━━━ The data

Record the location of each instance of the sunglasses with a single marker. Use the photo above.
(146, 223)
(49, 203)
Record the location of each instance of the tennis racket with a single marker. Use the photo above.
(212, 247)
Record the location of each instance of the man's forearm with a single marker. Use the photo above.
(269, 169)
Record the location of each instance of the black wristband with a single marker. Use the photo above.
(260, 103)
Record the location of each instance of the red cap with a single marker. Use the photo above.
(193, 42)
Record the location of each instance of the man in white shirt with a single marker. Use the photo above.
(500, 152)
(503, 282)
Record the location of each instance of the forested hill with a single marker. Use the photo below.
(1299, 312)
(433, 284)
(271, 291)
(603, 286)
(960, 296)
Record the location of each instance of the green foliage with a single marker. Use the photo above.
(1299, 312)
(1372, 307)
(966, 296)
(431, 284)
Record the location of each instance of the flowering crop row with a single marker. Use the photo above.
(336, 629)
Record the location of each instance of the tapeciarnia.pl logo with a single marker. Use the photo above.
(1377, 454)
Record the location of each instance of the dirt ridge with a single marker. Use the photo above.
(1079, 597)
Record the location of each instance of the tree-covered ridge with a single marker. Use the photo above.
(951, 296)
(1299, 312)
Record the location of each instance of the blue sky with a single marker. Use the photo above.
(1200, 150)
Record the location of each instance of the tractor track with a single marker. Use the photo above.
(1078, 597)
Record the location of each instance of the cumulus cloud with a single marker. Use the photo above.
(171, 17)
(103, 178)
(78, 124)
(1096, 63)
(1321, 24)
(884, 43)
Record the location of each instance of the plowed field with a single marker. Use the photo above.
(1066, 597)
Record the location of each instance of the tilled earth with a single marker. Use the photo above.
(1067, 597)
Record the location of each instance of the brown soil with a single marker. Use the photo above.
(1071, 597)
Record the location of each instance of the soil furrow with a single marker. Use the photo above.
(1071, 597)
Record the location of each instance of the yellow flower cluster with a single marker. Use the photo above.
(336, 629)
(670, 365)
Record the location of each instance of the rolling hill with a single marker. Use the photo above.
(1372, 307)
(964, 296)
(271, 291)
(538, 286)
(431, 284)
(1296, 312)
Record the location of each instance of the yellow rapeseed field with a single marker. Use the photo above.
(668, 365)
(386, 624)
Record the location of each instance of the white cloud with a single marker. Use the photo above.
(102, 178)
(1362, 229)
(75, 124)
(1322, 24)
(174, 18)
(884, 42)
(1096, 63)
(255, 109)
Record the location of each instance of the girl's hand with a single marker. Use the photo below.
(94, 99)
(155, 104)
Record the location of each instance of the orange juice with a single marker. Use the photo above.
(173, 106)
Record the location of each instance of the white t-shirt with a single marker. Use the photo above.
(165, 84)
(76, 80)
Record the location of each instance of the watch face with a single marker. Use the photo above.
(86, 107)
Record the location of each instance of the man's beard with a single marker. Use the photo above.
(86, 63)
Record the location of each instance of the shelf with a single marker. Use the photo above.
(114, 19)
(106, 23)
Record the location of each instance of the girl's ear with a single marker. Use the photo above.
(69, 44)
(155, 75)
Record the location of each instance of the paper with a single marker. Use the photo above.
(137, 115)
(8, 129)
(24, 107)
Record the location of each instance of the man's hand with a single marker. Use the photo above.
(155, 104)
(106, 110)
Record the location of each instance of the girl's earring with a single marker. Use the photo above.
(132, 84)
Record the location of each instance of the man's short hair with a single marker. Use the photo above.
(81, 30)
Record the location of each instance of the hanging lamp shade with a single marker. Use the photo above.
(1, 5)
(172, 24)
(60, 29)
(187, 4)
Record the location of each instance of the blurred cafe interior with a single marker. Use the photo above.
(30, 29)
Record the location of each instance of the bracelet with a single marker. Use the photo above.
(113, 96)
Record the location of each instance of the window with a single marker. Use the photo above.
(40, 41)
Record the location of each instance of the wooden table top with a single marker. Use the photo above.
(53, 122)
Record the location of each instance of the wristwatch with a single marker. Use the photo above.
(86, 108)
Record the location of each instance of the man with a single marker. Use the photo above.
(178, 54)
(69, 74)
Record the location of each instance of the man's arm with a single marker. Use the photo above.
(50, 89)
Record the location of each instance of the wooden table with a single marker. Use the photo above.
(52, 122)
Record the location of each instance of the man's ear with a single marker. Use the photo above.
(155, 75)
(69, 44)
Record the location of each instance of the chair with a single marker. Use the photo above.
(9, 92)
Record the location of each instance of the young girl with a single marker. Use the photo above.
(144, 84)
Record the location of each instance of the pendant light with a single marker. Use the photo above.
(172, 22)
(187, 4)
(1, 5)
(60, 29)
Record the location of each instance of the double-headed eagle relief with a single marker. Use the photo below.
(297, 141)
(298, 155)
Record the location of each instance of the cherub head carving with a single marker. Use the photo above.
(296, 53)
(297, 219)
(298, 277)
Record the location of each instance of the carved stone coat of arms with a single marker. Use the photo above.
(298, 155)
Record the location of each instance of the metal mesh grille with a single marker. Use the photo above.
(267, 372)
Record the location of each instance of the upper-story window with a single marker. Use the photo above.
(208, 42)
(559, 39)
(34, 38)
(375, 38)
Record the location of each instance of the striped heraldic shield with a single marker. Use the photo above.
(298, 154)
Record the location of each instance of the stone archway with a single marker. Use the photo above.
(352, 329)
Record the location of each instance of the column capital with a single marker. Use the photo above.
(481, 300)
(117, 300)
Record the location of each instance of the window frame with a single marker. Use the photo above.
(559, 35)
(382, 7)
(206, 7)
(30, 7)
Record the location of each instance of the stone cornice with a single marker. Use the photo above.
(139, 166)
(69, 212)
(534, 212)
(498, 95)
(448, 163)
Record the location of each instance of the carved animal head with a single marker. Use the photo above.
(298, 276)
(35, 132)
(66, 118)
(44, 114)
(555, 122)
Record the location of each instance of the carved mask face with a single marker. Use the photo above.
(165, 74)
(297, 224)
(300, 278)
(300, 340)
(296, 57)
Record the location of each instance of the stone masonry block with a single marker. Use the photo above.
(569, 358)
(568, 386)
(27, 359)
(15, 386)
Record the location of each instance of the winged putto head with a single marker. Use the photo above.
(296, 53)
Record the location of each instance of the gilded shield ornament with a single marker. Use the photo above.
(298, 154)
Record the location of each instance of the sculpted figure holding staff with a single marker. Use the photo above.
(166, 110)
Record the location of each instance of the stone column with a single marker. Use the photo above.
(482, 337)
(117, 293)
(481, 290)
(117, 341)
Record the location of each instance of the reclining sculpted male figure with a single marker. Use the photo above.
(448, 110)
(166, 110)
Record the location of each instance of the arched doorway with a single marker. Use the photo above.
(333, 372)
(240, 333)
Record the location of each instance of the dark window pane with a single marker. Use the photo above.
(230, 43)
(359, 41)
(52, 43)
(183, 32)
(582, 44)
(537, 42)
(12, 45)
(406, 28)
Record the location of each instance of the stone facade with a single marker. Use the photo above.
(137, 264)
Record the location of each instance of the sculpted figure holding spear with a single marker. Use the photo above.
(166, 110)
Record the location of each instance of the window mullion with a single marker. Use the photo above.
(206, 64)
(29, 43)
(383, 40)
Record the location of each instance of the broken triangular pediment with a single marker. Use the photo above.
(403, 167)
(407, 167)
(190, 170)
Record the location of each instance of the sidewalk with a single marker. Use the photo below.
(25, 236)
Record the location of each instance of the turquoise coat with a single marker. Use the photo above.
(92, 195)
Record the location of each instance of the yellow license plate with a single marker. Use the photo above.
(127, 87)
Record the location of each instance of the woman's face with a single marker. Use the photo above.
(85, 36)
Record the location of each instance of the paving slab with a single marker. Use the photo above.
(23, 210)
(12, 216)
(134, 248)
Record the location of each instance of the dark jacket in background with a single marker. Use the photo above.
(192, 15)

━━━━━━

» The task: Quote the lines of the listing above that run from the line with "Record the location of each instance of the arched" through its last line, both included, and nothing else.

» Task response:
Record the location of each instance of the arched doorway with a single marker. Use the photo above.
(333, 372)
(240, 333)
Record the location of each instance of the dark window pane with a single marker. Use the photo above.
(230, 43)
(359, 41)
(52, 43)
(183, 32)
(582, 44)
(537, 42)
(12, 45)
(406, 28)
Record the location of each instance of the stone facade with a single marker. Use the photo above.
(137, 264)
Record the location of each instance of the sculpted figure holding spear with a single marker. Use the photo above.
(166, 110)
Record the location of each instance of the window mullion with a single marker. Use the photo above.
(206, 64)
(29, 43)
(383, 40)
Record the location of each instance of the broken triangular pediment with a single marker. Use the photo above.
(403, 167)
(407, 167)
(190, 170)
Record the location of each instance of the sidewalk with a single marker. Use the photo below.
(25, 236)
Record the location of each instance of the turquoise coat with a single marker. Use the photo above.
(92, 195)
Record the location of each instance of the yellow license plate with a single marker. Use the photo above.
(127, 87)
Record the location of each instance of the woman's face with a single marker. Use the photo above.
(85, 36)
Record the location of each instance of the paving slab with a single marker. Use the photo above.
(23, 210)
(12, 216)
(134, 248)
Record the location of each instance of the dark jacket in background with a single marker. Use the photo above.
(192, 15)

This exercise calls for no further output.